SEVİNÇ ÖZARSLAN | BOLD ÖZEL
Gülen Hareketi soruşturmaları kapsamında 9 Eylül 2016’da tutuklanıp Burdur E Tipi Cezaevine gönderilen KHK’lı memur İbrahim Şahin’in eşi Günnur Şahin, 23 Kasım 2021’de eşini ziyarete gittiği gün gözaltına alınıp tutuklandı. O gün yanında 11 yaşındaki büyük kızı Elif Rana vardı. 8 yaşındaki kızı Beyza Nur ise dede ve babaannesinin yanında kalmıştı.
GÖRÜŞ GÜNÜ MUTLULUĞU YARIM KALDI
Günnur Şahin, daha görüşe girmeden kendisini kapıda bekleyen sivil polisleri görünce şok oldu. Polisler, görüş bittikten sonra emniyete gitmeleri gerektiğini söyledi. O sırada küçük kızını sormak için aradığı kayınvalidesi, Afyonkarahisar KOM Şube’nin evinde arama yaptığını söyleyince ikinci kez sarsıldı.

**Verilen Bilgiler**

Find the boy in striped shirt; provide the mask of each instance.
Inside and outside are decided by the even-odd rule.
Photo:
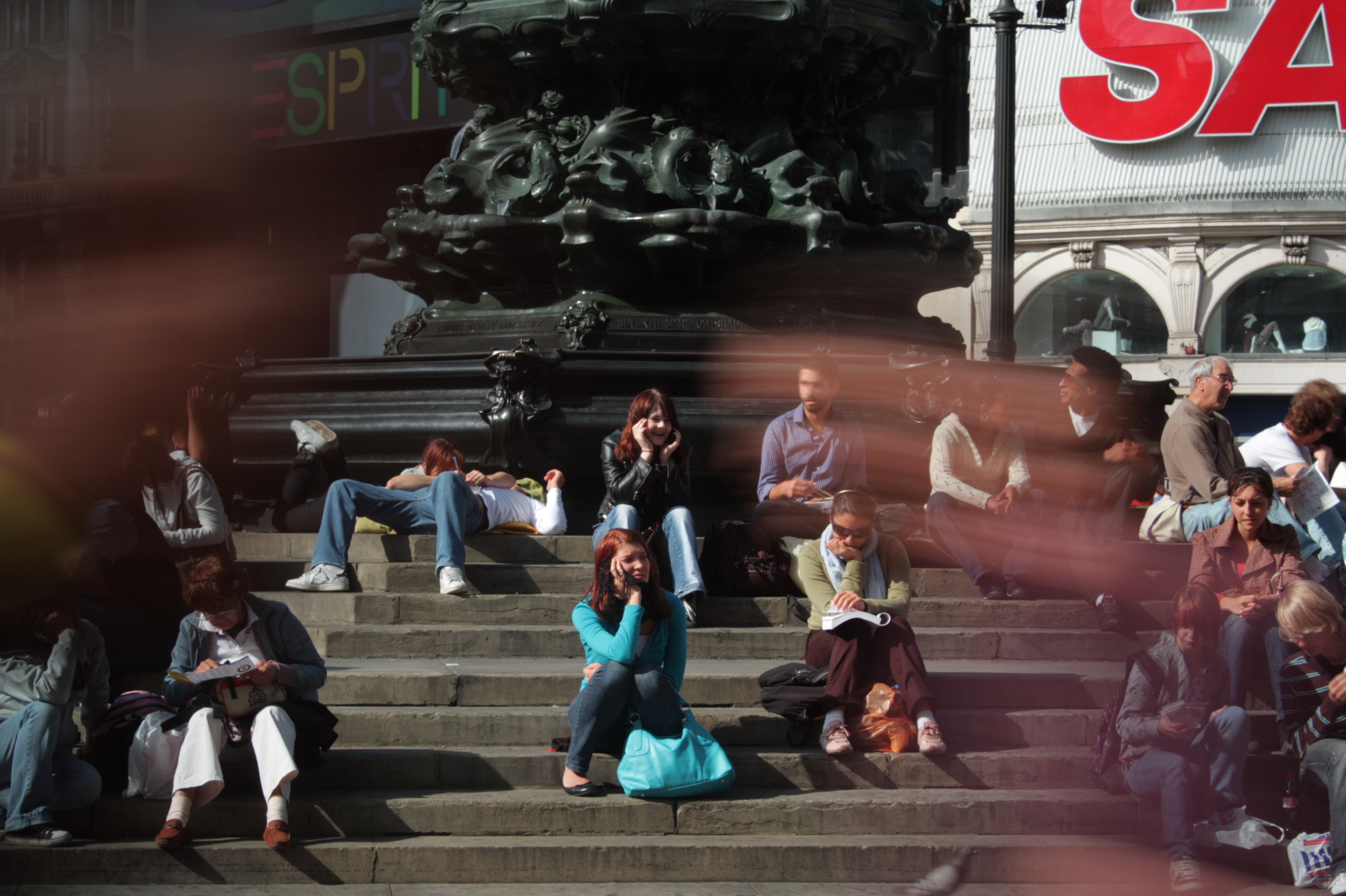
[[[1281,638],[1299,652],[1280,669],[1289,744],[1300,774],[1327,788],[1333,829],[1331,891],[1346,893],[1346,619],[1322,585],[1291,583],[1276,607]]]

**Belirtilen Amaç**
Metin parçasında "SEVİNÇ ÖZARSLAN |" ile başlayıp "babaannesinin yanında kalmıştı." sözlerine kadar devam eden kısmı hiç değiştirmeden çıktı olarak verir misiniz?

**Görev Yanıtı**
SEVİNÇ ÖZARSLAN | BOLD ÖZEL
Gülen Hareketi soruşturmaları kapsamında 9 Eylül 2016’da tutuklanıp Burdur E Tipi Cezaevine gönderilen KHK’lı memur İbrahim Şahin’in eşi Günnur Şahin, 23 Kasım 2021’de eşini ziyarete gittiği gün gözaltına alınıp tutuklandı. O gün yanında 11 yaşındaki büyük kızı Elif Rana vardı. 8 yaşındaki kızı Beyza Nur ise dede ve babaannesinin yanında kalmıştı.